++++ MATERIAL PROVIDED

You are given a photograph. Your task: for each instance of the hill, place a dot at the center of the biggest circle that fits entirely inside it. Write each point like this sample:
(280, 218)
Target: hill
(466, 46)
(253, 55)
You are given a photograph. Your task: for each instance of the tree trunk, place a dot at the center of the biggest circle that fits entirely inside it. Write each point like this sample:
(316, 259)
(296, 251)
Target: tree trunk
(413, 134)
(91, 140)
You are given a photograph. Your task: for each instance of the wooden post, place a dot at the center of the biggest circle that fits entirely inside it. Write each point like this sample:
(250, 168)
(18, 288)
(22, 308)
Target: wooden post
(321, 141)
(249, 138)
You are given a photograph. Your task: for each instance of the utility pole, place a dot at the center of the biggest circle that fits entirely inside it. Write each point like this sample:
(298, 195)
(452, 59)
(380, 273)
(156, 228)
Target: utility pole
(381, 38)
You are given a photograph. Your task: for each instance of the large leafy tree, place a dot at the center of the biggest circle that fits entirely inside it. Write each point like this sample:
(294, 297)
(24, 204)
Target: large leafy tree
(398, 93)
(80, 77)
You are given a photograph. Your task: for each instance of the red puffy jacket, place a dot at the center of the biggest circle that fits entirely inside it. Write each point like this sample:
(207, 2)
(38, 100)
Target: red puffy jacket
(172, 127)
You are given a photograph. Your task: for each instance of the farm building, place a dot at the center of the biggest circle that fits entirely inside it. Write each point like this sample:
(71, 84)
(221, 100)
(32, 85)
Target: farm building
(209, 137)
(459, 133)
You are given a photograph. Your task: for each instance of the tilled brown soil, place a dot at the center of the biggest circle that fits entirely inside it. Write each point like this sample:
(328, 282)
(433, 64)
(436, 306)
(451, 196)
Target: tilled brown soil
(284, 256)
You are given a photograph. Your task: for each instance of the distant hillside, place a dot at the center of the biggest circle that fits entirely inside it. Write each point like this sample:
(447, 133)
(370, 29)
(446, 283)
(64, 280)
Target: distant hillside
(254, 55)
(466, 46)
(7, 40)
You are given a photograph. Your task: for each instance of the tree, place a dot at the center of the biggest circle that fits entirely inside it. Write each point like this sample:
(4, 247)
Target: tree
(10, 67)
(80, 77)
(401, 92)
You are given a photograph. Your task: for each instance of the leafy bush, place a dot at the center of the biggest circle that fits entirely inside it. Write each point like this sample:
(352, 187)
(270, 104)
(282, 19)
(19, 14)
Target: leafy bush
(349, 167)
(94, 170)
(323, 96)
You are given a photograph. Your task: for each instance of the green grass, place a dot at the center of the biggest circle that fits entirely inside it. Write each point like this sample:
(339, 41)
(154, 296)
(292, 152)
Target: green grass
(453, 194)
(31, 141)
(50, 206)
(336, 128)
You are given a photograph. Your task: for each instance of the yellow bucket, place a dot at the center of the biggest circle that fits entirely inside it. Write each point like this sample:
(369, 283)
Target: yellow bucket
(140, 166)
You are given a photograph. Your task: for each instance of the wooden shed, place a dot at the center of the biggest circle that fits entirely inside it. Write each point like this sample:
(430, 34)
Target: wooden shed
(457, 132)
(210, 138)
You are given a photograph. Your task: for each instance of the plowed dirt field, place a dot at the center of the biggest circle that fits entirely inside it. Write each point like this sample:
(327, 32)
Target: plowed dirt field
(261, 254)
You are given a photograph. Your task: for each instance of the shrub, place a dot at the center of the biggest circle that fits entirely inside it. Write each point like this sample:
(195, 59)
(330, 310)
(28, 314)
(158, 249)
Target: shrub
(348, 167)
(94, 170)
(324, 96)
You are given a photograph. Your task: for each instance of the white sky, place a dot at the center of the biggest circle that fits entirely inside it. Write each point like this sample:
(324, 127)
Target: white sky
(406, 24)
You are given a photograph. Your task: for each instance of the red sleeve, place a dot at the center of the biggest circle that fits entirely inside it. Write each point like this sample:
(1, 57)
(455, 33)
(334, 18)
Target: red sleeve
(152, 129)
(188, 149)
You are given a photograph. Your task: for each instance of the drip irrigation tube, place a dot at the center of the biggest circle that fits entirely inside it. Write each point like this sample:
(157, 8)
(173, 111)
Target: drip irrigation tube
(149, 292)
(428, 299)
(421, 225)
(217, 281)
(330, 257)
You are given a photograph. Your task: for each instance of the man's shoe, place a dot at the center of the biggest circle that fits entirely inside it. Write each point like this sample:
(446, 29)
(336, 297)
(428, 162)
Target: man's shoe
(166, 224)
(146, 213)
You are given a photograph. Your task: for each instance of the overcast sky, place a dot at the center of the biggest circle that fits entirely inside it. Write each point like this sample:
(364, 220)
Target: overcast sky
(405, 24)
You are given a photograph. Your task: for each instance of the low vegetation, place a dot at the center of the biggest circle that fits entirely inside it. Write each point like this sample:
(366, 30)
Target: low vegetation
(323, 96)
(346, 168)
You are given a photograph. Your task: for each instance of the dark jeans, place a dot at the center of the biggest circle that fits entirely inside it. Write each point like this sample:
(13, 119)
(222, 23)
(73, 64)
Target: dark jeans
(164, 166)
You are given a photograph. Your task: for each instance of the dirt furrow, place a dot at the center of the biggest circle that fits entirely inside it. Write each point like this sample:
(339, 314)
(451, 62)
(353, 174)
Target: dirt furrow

++++++++

| EXERCISE PROMPT |
Produce an exact copy of all the records.

| EXERCISE SOLUTION |
You are given a photograph. Your task: for each instance of the hill, place a dot at the center of the biggest circle that fits entirely inside it. Write each point like this sample:
(280, 218)
Target: hill
(466, 46)
(253, 55)
You are given a photograph. Your task: for each instance of the tree trunk, place a dot at the center of the biggest circle that fits entirely inside it. Write each point like this sample:
(316, 259)
(296, 251)
Target: tree trunk
(413, 134)
(91, 140)
You are given a photograph. Your task: for each instance of the wooden post, place a dot at the center of the biggest circle that fits entirely inside it. Write each point like this sample:
(250, 168)
(18, 288)
(22, 308)
Target: wooden post
(321, 141)
(249, 138)
You are given a photograph. Your task: for each instance of the utility pole, place a dot at the center of the biggest circle that fits entirely inside it. Write each point like this sample:
(298, 195)
(452, 59)
(380, 273)
(156, 228)
Target: utility pole
(381, 38)
You are given a photograph. Your task: for each instance of the large leafy tree, place a dot at the center of the biggest circle that fits entirely inside it. Write each point like this sample:
(294, 297)
(24, 204)
Target: large leafy tree
(398, 93)
(80, 77)
You are given a photograph. Your task: for each instance of the red puffy jacket, place a dot at the center of the biggest circle that fits entirely inside it. Write each point like this sample:
(207, 2)
(38, 100)
Target: red puffy jacket
(172, 127)
You are given a photograph. Your task: for each instance of the farm building, place a dot at the center of the biggest circle that fits entirely inside it. Write each point like this sample:
(71, 84)
(221, 100)
(32, 85)
Target: farm building
(209, 137)
(459, 133)
You are given a photograph. Your task: for each instance of the tilled brown soil, place a dot at the center of the biggest circle that fits entirely inside it. Write each point like this sample:
(328, 282)
(433, 64)
(436, 306)
(451, 196)
Target: tilled brown soil
(284, 256)
You are given a photograph. Your task: for each instance of the distant hillside, place a dot at the center of the biggest circle that fits entirely inside it. Write each point like this sample:
(447, 133)
(370, 29)
(446, 283)
(64, 280)
Target: distant hillside
(254, 55)
(466, 46)
(7, 40)
You are given a photograph. Your task: for each instance of the tree, place a dot at the center of the biggest circle that fits entirely inside it. Write each point like this sample:
(4, 247)
Target: tree
(10, 67)
(80, 77)
(401, 92)
You are given a photograph. Your task: for each instance of the leafy bush, place a dot at the center of the biggest circle that fits entirely inside it. Write each point like this sample:
(352, 187)
(270, 104)
(282, 19)
(19, 14)
Target: leafy bush
(349, 167)
(94, 170)
(323, 96)
You are given a photograph. Your task: for each instance of the green grass, place a dot at the center of the biggest circle that fits entirely inside it. Write each point like this sample:
(339, 41)
(154, 296)
(292, 152)
Target: green grass
(453, 194)
(31, 141)
(50, 206)
(336, 128)
You are given a photograph. Your task: for each instance of the yellow bucket, place a dot at the center of the biggest circle that fits entirely inside it. Write each point like this sample:
(369, 283)
Target: yellow bucket
(140, 166)
You are given a photograph. Your task: for each instance of the wooden shed, place a dot at the center of the biggest circle that fits entirely inside it. Write each point like this sample:
(430, 34)
Target: wooden shed
(457, 132)
(210, 138)
You are given a photograph. Your task: for each instance of the plowed dirt field, place a dot at the center of the biggest circle that fits entirely inside it. Write each point like this sample:
(327, 32)
Target: plowed dirt field
(261, 254)
You are given a photograph. Your task: for each instance of the shrub, place a dot at the center of the biggest circle that fits entirely inside it. Write each point like this sample:
(195, 59)
(330, 310)
(28, 314)
(158, 249)
Target: shrub
(348, 167)
(94, 170)
(324, 96)
You are given a photograph. Your task: for each instance of the white sky, place a dot at the center of the biggest circle that fits entirely inside it. Write each point like this sample:
(324, 127)
Target: white sky
(406, 24)
You are given a photograph. Your task: for each instance of the red sleeve, place a dot at the center of the biggest circle that fits entirely inside it. Write each point like this sample:
(1, 57)
(455, 33)
(334, 18)
Target: red sleeve
(152, 129)
(188, 149)
You are given a photograph. Your task: for each instance of the drip irrigation tube, place a dot at the center of the biggest circle that fits entirely inside it. Write each point like this sample:
(157, 8)
(173, 111)
Target: drip irrigation tube
(149, 292)
(428, 299)
(421, 225)
(217, 281)
(330, 257)
You are given a photograph. Your task: for each instance of the man's shoe, place a dot at the center of the biggest circle that fits entirely inside it. Write each point like this sample:
(446, 29)
(336, 297)
(428, 162)
Target: man's shoe
(166, 224)
(146, 213)
You are given a photograph. Your task: for each instance of the overcast sky, place a dot at the center of the biggest circle that fits entirely inside it. Write each point like this sample:
(364, 220)
Target: overcast sky
(405, 24)
You are given a photograph. Your task: for each instance of the low vegetation, place a dot at the center of the biggest circle that fits entirely inside it. Write each point like this sample:
(366, 30)
Target: low vegetation
(323, 96)
(346, 168)
You are given a photograph. Your task: for each instance of the dark jeans, place a dot at the center of the biggest circle that fits entirely inside it. Write each point like this sample:
(13, 119)
(222, 23)
(73, 64)
Target: dark jeans
(164, 166)
You are given a photograph. Your task: for each instance of the dirt furrow, place a dot at the center of the biggest circle that fits entirely inside it. Write each point like this sample:
(339, 314)
(451, 62)
(353, 174)
Target: dirt furrow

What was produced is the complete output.